Required tasks.
1. Please list every rate from previous research on transgender people that the passage below on gender-affirming surgery and mental health cites, with the figure given for each.
2. According to the passage below on gender-affirming surgery and mental health, why do the authors say their findings should further support efforts to improve access to surgery? Answer in one to three sentences.

Most respondents in the study (81.1%) were between the ages of 18 and 44 years, and 82.1% identified as White. Overall, 38.8% identified as transgender women, 32.5% as transgender men, and 26.6% as nonbinary.
Previous research has shown that 41% of transgender people attempt suicide over the course of their life, that 33% use tobacco, and that 27% to 61% engage in binge drinking.
Results Suggest a Dose-Response Relationship
The primary analysis showed no statistically significant associations between gender-affirming surgeries and improvements in past-month binge alcohol use or past-year suicide attempts.
However, a post hoc analysis that compared respondents who had undergone all of their desired gender-affirming surgeries (n = 2448) with respondents who had received only some desired surgeries (n = 3331) showed a significant reduction in the odds of past-month binge alcohol use as well as all of the other adverse mental health outcomes (P < .001 for all).
“[The findings] suggest a potential dose-response relationship between surgical gender affirmation and mental health outcomes,” Almazan said. “To our knowledge, this is the first study to suggest such a relationship.”
In light of the substantially lower percentage of transgender patients who had received all desired gender-affirming surgical procedures compared with those who desired surgery but had not received it (12.8% vs 59.2%), the findings should further support efforts to improve access to patients desiring the surgery, the authors add.
“For every adverse mental health outcome, the percentage of respondents who endorsed it was lower in the exposure group than in the control group,” they state.
“An Important Addition to the Literature”
In commenting on the study, Laura Erickson-Schroth, MD, an assistant professor of psychiatry at Columbia University Medical Center and consulting psychiatrist with the Hetrick-Martin Institute for LGBTQ Youth, in New York City, noted that “this study has some significant strengths that make it an important addition to the literature.
“This is the largest study of its kind by far,” she told Medscape Medical News. “It also has the benefit of comparing those who have had surgeries with those who want them, rather than with all those who have not had surgeries.”
Erickson-Schroth agreed that the study underscores that many more transgender people are interested in surgeries than have access to them.

(Entries taken from a collection)
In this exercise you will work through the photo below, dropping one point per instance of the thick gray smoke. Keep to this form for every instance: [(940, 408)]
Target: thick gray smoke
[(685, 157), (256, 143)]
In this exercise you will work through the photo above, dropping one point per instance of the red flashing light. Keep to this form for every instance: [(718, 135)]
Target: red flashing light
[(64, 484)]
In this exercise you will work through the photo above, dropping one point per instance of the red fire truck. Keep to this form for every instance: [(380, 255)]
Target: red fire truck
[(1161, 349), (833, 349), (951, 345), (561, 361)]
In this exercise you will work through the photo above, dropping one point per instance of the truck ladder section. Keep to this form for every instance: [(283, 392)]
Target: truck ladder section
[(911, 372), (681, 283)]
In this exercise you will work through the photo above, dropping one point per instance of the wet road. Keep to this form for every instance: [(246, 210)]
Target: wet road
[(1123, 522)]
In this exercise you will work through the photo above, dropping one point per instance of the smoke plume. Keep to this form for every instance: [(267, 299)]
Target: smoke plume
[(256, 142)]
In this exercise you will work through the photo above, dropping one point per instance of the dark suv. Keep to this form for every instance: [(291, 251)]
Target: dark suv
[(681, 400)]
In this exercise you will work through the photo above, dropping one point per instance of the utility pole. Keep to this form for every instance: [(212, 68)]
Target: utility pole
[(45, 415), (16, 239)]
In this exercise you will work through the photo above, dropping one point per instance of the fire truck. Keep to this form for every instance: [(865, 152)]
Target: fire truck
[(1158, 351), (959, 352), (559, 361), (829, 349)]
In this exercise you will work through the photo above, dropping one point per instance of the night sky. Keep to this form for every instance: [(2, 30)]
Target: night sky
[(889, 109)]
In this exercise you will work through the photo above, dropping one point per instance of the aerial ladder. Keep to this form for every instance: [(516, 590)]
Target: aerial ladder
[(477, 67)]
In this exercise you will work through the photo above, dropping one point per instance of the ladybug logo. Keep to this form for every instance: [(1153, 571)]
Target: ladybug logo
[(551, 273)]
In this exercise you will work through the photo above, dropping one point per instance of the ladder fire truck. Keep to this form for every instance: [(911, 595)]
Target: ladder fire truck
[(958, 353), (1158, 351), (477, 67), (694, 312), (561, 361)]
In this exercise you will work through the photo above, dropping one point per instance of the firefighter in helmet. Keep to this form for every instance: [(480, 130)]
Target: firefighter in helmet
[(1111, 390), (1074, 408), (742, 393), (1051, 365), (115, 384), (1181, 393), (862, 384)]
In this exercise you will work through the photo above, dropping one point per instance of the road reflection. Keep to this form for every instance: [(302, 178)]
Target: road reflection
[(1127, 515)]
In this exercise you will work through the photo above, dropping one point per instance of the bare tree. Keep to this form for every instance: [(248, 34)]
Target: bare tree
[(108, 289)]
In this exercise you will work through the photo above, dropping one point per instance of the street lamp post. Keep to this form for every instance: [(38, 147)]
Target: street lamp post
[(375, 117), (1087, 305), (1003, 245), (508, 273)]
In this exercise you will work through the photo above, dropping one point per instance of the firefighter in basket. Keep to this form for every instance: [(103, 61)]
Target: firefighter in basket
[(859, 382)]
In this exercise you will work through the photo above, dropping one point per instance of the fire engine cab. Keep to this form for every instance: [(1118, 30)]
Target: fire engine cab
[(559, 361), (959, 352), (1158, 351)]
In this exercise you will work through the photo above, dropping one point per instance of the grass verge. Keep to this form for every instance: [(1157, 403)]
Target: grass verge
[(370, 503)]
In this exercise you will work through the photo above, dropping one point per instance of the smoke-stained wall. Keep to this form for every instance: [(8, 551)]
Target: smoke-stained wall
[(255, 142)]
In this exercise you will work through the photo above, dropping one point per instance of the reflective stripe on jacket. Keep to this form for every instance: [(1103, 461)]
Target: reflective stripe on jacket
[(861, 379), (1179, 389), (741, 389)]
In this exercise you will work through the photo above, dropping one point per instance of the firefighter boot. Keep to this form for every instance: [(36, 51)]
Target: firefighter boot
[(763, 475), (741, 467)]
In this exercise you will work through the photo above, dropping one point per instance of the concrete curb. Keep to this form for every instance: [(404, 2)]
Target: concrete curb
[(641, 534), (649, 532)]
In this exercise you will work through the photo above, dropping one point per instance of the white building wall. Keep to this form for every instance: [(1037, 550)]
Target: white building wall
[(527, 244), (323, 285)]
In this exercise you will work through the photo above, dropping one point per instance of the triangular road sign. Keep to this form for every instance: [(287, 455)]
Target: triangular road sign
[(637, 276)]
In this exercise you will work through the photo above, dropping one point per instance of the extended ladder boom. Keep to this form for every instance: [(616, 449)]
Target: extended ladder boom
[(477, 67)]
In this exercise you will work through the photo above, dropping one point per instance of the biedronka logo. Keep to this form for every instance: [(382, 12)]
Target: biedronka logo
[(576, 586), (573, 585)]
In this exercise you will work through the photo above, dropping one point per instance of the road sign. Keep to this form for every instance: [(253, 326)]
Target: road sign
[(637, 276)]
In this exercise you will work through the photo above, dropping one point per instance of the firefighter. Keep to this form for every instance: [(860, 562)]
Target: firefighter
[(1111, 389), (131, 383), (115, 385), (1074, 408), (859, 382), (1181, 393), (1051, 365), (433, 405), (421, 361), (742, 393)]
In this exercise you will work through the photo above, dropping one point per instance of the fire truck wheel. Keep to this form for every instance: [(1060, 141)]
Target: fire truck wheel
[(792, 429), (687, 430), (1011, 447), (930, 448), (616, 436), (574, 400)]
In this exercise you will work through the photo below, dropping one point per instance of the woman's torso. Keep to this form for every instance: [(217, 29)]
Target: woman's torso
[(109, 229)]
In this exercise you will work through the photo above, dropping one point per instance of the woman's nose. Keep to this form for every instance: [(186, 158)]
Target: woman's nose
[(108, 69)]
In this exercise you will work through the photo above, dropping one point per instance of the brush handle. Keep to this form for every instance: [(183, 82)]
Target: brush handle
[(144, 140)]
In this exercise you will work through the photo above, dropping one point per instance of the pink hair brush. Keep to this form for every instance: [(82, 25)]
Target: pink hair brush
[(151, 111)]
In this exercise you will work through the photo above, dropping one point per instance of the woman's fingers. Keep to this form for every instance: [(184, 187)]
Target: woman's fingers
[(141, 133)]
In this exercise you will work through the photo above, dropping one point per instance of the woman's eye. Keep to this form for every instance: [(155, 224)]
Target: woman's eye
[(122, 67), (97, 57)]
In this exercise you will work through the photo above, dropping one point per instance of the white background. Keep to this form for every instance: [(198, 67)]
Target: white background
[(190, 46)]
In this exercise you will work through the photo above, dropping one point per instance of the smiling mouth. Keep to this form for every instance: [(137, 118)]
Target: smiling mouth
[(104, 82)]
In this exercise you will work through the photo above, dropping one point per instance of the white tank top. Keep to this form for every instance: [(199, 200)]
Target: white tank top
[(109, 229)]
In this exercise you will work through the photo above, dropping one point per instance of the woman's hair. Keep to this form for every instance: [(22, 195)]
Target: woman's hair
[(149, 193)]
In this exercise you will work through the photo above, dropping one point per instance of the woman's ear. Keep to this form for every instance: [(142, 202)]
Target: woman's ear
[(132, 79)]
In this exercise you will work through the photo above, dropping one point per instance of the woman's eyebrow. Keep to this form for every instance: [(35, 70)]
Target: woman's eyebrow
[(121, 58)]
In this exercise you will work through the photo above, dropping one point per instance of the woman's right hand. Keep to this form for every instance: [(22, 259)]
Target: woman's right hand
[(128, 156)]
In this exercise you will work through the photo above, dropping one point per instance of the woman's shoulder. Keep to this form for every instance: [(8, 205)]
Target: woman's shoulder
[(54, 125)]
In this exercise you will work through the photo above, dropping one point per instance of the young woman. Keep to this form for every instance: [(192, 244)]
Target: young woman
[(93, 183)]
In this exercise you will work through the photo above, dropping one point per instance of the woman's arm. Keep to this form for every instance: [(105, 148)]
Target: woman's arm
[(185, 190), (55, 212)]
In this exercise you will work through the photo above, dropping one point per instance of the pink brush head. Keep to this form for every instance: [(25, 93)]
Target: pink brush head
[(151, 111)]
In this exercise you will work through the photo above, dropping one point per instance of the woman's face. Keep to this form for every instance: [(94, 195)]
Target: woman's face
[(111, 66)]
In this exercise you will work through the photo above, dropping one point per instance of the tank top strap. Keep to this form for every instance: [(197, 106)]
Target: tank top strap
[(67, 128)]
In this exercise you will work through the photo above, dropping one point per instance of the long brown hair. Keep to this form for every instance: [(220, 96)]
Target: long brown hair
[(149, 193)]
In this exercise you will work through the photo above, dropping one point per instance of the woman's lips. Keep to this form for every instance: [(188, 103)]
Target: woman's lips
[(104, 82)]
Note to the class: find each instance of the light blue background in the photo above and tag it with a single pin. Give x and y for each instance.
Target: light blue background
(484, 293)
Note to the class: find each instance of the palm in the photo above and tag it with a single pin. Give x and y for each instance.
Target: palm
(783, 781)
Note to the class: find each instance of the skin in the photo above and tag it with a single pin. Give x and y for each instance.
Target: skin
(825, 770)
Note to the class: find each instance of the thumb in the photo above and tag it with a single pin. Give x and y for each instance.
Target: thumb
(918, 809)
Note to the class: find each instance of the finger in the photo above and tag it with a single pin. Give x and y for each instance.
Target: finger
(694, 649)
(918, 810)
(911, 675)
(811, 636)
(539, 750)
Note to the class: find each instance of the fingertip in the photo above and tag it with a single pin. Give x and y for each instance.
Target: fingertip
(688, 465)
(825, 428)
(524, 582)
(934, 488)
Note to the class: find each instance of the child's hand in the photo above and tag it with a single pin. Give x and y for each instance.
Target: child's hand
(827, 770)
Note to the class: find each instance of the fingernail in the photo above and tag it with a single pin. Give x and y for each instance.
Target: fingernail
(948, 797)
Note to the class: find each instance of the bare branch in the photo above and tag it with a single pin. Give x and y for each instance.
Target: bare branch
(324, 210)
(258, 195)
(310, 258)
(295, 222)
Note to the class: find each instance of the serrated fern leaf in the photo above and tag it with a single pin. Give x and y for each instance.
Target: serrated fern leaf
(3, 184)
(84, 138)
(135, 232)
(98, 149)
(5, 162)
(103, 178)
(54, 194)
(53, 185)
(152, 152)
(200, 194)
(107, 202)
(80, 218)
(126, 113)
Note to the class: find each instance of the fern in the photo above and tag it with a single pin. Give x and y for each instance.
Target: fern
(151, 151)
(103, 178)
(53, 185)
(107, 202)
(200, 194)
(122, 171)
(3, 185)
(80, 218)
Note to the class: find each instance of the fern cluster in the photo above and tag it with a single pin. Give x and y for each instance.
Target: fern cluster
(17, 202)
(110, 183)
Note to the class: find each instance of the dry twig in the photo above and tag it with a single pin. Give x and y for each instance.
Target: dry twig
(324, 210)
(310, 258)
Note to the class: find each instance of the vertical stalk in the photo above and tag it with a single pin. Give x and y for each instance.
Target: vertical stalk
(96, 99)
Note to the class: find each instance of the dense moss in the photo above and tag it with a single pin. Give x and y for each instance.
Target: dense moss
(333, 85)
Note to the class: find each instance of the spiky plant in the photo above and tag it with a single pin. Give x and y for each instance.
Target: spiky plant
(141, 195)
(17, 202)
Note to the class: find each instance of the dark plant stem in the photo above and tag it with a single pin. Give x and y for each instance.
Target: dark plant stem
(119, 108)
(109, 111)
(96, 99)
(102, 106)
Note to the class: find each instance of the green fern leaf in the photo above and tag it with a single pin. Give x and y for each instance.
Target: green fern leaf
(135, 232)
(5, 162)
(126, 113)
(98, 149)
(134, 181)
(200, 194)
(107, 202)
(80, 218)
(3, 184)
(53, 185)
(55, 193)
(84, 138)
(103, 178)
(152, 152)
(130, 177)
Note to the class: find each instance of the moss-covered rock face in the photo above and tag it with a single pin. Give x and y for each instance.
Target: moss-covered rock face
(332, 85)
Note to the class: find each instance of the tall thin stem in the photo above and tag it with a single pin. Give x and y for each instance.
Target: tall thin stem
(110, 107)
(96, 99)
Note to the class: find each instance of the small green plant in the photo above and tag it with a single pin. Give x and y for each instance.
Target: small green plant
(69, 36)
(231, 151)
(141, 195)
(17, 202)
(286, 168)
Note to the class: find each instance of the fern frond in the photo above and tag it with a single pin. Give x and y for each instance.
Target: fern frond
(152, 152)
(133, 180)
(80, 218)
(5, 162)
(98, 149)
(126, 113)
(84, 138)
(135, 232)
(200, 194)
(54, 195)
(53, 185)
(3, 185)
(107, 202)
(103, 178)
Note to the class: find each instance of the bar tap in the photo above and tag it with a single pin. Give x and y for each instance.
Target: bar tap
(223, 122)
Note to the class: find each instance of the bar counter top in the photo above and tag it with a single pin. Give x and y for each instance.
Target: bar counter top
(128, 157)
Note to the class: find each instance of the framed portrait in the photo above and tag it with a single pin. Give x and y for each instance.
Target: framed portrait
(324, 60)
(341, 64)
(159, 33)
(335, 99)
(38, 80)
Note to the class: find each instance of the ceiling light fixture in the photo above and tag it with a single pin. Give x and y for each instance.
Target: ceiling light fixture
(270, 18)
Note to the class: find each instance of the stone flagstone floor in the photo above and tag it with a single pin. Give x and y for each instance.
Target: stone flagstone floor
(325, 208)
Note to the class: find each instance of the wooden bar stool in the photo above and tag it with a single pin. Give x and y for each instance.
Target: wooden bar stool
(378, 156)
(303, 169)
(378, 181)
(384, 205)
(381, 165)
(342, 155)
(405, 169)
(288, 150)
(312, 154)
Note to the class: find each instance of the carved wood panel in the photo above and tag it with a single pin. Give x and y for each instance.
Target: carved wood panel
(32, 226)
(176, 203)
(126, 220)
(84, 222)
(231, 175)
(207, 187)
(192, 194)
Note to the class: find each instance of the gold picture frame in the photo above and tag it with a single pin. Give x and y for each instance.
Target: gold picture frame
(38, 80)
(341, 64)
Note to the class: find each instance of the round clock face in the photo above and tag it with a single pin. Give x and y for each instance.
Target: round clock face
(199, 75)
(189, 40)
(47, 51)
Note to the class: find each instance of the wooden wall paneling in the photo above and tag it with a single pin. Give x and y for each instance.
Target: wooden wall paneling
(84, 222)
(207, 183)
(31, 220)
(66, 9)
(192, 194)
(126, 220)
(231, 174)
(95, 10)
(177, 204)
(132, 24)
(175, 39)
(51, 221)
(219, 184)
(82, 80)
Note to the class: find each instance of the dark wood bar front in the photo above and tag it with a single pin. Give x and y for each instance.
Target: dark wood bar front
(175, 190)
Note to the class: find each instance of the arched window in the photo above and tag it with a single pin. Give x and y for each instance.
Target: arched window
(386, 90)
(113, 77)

Task-by-task solutions.
1.
- Attempting suicide over the course of their life: 41%
- Using tobacco: 33%
- Engaging in binge drinking: 27% to 61%

2. Far fewer transgender patients had received all of their desired gender-affirming surgeries than had wanted surgery without receiving it: 12.8% versus 59.2%.